911もEタイプも未来の車だった。1961年はもとより、1963年には一般的な車では100㎞/hがやっと、スポーツカーでも大半が160㎞/h止まりであった。自動車工学は1960年代に大変革を遂げたが、その最先端がこの2台だった。

それまでのジャガーは、1940~1950年代のモデルの進化形に過ぎず、シャシーは重く、サスペンションも古くさい仕様だった。対してEタイプの原型となったのはレーシングスポーツカーのDタイプだ。先進的なモノコックタブとスペースフレームを組み合わせたシャシー構造を持ち、レースで数々の勝利を挙げた常勝マシンである。
911も背景は似ている。356はフォルクスワーゲンをベースに改良を進めた実績あるスペックだったが、911ではそこから離れ、ツッフェンハウゼンのエンジニアたちがレースで積んだ経験を生かしたのである。その結果、軽量な構造、進化したエンジン、しなやかなサスペンションセットアップを手に入れた。

このように共通点もある911とEタイプだが、一般には両極端の存在と考えられているから、この2車を比べるとはずいぶん変わったことをすると思われるかもしれない。確かに、911とEタイプのレイアウトはこれ以上ないほど正反対で、まったく同じなのは6気筒という数字とトーションバー式サスペンションくらいだ。だが、どちらも50年前にはパイオニア的存在であり、最強のレーシングカーの血筋を受け継いでいた。そして、そのオーナーになったら熱狂的な情熱を傾けずにはいられなくなる点でも相通ずる。さて、この2台を並べてみたら、いったいどんなことが見えてくるのだろうか。

"901"という車名が"911"に変わったのは製造が始まってからだった。ファクトリーで82台が完成したところで、プジョーから中央に"0"が入った3桁の数字には商標権があるとクレームが付いたことはよく知られている。

356の後継モデルを造るにあたって、ポルシェは新しい901について数々の目標を定めた。室内は356より広く、真の2+2にすること。ラゲッジスペースを拡大すること。居住性、ハンドリングとも改善すること。2リッターのカレラエンジンが備える高いパフォーマンスと、60bhpの356が持つ静音性と落ち着きとを両立させること。そして、グリースニップルを廃止し、日常的なメインテナンスを大幅に減少させことである。

第一の目標を達成するため、911のホイールベースを356の2100㎜より長い2211㎜とし、ガラス面積を57%広げたことで、室内に心地のよい開放感を生み出した。さらに驚くべきことは、911は前面投影面積が356より大きくなったにもかかわらず、Cd値は0.380と低くなった(356はCd=0.398)。
*****
### 課題 1
911とEタイプの記事によると、911のCd値はいくつか。
### 課題 2
次の(a)〜(c)が911とEタイプの記事の内容と合っているか、それぞれ「はい」か「いいえ」で答え、判断の根拠となる記事中の語句をそのまま引用せよ。
(a) 911とEタイプでまったく同じなのは、6気筒という数字とトーションバー式サスペンションくらいである。
(b) Eタイプの原型となったのはCタイプである。
(c) 車名が"901"から"911"に変わったのは、製造が始まる前である。
### 課題 3
911とEタイプの記事の最後の文に続けて、文章を書き進めよ。

### 表示データ
*****
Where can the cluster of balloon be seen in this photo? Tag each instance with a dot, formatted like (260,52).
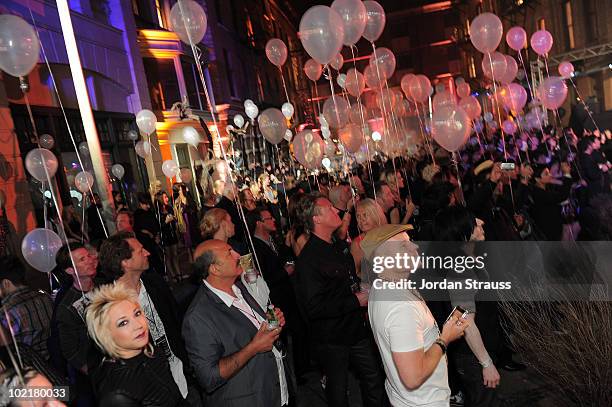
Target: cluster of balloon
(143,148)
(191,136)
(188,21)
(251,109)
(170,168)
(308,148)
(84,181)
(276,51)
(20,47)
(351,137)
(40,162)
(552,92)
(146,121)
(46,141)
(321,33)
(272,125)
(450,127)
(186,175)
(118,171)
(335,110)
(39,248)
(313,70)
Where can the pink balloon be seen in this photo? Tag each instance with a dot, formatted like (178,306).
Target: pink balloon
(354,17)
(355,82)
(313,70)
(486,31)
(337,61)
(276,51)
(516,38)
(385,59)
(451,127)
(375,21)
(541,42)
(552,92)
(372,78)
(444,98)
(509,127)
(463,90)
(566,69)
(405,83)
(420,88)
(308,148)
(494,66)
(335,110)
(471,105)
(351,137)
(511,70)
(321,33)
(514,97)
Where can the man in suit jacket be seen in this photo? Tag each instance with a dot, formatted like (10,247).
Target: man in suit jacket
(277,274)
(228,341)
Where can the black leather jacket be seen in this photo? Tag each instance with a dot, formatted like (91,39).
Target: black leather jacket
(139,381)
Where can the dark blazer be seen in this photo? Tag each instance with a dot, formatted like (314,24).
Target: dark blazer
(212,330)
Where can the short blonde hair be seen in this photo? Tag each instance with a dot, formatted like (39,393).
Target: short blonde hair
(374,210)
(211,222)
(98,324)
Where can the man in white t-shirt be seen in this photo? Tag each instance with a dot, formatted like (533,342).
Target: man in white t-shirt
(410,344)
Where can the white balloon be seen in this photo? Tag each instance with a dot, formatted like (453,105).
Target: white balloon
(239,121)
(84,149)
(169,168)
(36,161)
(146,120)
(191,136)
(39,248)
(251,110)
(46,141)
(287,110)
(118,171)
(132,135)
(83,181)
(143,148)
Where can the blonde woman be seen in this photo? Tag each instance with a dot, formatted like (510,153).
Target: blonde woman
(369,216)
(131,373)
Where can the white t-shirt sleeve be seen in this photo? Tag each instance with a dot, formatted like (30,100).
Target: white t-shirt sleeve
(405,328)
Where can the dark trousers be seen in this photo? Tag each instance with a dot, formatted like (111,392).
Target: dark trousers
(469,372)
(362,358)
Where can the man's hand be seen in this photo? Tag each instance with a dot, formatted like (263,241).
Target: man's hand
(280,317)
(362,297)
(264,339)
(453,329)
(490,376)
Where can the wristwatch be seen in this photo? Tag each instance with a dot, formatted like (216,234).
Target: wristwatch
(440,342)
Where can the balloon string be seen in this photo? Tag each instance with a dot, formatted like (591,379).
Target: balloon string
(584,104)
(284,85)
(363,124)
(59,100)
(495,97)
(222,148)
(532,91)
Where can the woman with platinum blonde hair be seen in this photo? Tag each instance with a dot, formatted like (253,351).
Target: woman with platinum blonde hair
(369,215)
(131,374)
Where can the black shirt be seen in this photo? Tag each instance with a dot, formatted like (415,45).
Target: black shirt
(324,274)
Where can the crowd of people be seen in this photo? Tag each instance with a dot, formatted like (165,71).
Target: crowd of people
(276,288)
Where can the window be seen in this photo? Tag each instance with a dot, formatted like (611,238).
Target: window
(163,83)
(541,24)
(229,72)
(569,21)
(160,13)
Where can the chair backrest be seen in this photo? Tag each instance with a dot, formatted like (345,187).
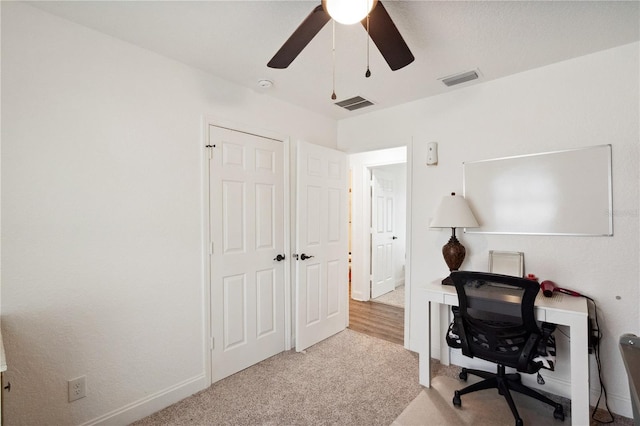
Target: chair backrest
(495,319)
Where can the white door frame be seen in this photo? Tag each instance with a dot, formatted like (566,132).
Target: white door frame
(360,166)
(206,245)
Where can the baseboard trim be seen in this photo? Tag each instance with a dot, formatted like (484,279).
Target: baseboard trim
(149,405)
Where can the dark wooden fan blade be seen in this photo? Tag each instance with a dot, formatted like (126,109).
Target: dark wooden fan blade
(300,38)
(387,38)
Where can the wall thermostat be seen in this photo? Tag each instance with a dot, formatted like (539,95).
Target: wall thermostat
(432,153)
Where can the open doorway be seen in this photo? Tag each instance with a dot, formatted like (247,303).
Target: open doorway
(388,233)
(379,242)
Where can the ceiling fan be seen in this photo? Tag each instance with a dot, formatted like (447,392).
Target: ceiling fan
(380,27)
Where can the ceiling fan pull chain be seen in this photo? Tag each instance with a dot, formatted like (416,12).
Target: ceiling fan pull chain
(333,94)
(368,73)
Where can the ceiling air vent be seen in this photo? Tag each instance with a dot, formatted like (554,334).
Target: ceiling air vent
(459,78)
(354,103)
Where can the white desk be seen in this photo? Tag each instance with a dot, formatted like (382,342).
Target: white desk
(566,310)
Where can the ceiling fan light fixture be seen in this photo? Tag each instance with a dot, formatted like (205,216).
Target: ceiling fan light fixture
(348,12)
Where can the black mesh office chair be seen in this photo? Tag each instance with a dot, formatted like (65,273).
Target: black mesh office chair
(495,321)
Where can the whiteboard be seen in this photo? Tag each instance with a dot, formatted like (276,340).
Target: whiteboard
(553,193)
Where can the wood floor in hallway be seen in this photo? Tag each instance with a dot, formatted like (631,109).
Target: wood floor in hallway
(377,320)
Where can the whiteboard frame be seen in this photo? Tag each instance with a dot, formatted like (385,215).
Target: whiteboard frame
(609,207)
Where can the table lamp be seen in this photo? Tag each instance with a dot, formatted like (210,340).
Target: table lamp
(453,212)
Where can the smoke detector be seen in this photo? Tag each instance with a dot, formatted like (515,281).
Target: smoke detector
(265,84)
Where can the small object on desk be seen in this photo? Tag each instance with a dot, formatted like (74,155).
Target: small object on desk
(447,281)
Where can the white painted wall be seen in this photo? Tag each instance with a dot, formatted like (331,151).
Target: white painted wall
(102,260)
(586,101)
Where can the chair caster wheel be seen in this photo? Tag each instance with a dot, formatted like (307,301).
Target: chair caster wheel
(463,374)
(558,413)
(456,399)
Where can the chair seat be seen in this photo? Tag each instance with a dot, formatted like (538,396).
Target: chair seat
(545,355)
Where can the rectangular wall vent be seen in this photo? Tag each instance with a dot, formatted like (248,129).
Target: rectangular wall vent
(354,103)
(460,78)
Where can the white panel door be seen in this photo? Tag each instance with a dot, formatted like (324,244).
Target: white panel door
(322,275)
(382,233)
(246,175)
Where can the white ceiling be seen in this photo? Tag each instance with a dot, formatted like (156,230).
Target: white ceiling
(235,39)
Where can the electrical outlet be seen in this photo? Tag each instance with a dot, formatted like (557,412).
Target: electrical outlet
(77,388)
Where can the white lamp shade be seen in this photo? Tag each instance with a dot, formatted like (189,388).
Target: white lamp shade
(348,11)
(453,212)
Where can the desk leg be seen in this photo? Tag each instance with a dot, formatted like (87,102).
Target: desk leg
*****
### 記述解答 1
911のCd値は0.380である。

### 記述解答 2
(a) はい。「まったく同じなのは6気筒という数字とトーションバー式サスペンションくらいだ」
(b) いいえ。「Eタイプの原型となったのはレーシングスポーツカーのDタイプだ」
(c) いいえ。「"901"という車名が"911"に変わったのは製造が始まってからだった」

### 記述解答 3
ステアリングにはZF社が新たに開発したラック・ピニオン式を採用したが、4輪ディスクのブレーキは効果的なATE製を356から引き継いだ。これでも車重は燃料を含めて1080㎏と低く抑えられた。フロントサスペンションはトーションバー式を引き継ぐものの、356のダブルトレーリングリンク式から、最新式のマクファーソンストラットとトーションバーの組み合わせに変わった。リアサスペンションでは、横置きトーションバーとセミトレーリングリンクを継続するものの、ホイールハブを支持するのはドライブシャフトではなくサスペンションアームに変わり、チューブラークロスメンバーに溶接されたブラケットでピボットするようになった。この変更によって、タイヤの仮想スイングアーム長を大幅に延長すると同時に、キャンバーとトーインの変動を抑えることができた。ポルシェはこうしたサスペンションの経験を積んでいた。

だが、新しいポルシェ最大のアピールポイントは、いうまでもなく130bhpを発揮する2000㏄ 6気筒エンジンである。それまでの356 のOHVヘッドのアルミ合金製4気筒エンジンは、長年の間に改良された結果、最終仕様のSCバージョンでは95bhpを達成するまでになっていた。このほか356にはエルンスト・フールマンがレース用に設計した4カム4気筒2リッターのカレラエンジンが存在した。それは130bhpを誇ったが、非常に複雑な機構であり、また極めて騒々しく、日常的に使うスポーツカーのエンジンとするには適当ではなかった。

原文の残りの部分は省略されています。